== 課題の内容 ==
次の行をすべて、「番号」と「行」の二列からなるMarkdownの表に入れなさい。空行は表に含めないこと。

== 課題用データ ==
☆ ☆ ☆ ☆ ☆
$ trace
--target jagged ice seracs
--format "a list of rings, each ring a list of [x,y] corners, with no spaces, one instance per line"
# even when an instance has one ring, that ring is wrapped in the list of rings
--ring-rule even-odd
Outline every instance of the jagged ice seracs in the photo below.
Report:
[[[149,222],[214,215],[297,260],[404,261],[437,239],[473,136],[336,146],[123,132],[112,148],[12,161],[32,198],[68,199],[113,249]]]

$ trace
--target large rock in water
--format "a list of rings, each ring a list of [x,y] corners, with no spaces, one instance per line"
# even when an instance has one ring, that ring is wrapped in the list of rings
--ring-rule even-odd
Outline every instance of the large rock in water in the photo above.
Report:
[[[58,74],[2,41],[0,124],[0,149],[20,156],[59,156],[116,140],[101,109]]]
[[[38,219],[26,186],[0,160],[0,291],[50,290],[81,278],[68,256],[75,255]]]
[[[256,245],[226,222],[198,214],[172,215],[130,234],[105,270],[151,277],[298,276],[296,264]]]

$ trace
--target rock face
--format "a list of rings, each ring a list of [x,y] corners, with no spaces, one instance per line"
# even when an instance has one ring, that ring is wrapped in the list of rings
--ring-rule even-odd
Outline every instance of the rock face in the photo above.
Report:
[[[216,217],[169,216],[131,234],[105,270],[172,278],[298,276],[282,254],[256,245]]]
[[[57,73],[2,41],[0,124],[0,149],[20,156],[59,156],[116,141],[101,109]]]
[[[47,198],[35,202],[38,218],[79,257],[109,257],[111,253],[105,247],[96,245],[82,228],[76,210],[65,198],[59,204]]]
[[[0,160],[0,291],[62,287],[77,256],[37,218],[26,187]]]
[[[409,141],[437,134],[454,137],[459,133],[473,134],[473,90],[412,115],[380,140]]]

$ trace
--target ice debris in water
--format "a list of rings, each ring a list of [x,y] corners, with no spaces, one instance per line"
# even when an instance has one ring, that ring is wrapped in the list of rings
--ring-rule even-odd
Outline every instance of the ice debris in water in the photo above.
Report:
☆ ☆ ☆ ☆ ☆
== 完成した課題 ==
| 番号 | 行 |
|---|---|
| 1 | $ trace |
| 2 | --target jagged ice seracs |
| 3 | --format "a list of rings, each ring a list of [x,y] corners, with no spaces, one instance per line" |
| 4 | # even when an instance has one ring, that ring is wrapped in the list of rings |
| 5 | --ring-rule even-odd |
| 6 | Outline every instance of the jagged ice seracs in the photo below. |
| 7 | Report: |
| 8 | [[[149,222],[214,215],[297,260],[404,261],[437,239],[473,136],[336,146],[123,132],[112,148],[12,161],[32,198],[68,199],[113,249]]] |
| 9 | $ trace |
| 10 | --target large rock in water |
| 11 | --format "a list of rings, each ring a list of [x,y] corners, with no spaces, one instance per line" |
| 12 | # even when an instance has one ring, that ring is wrapped in the list of rings |
| 13 | --ring-rule even-odd |
| 14 | Outline every instance of the large rock in water in the photo above. |
| 15 | Report: |
| 16 | [[[58,74],[2,41],[0,124],[0,149],[20,156],[59,156],[116,140],[101,109]]] |
| 17 | [[[38,219],[26,186],[0,160],[0,291],[50,290],[81,278],[68,256],[75,255]]] |
| 18 | [[[256,245],[226,222],[198,214],[172,215],[130,234],[105,270],[151,277],[298,276],[296,264]]] |
| 19 | $ trace |
| 20 | --target rock face |
| 21 | --format "a list of rings, each ring a list of [x,y] corners, with no spaces, one instance per line" |
| 22 | # even when an instance has one ring, that ring is wrapped in the list of rings |
| 23 | --ring-rule even-odd |
| 24 | Outline every instance of the rock face in the photo above. |
| 25 | Report: |
| 26 | [[[216,217],[169,216],[131,234],[105,270],[172,278],[298,276],[282,254],[256,245]]] |
| 27 | [[[57,73],[2,41],[0,124],[0,149],[20,156],[59,156],[116,141],[101,109]]] |
| 28 | [[[47,198],[35,202],[38,218],[79,257],[109,257],[111,253],[105,247],[96,245],[82,228],[76,210],[65,198],[59,204]]] |
| 29 | [[[0,160],[0,291],[62,287],[77,256],[37,218],[26,187]]] |
| 30 | [[[409,141],[437,134],[454,137],[459,133],[473,134],[473,90],[412,115],[380,140]]] |
| 31 | $ trace |
| 32 | --target ice debris in water |
| 33 | --format "a list of rings, each ring a list of [x,y] corners, with no spaces, one instance per line" |
| 34 | # even when an instance has one ring, that ring is wrapped in the list of rings |
| 35 | --ring-rule even-odd |
| 36 | Outline every instance of the ice debris in water in the photo above. |
| 37 | Report: |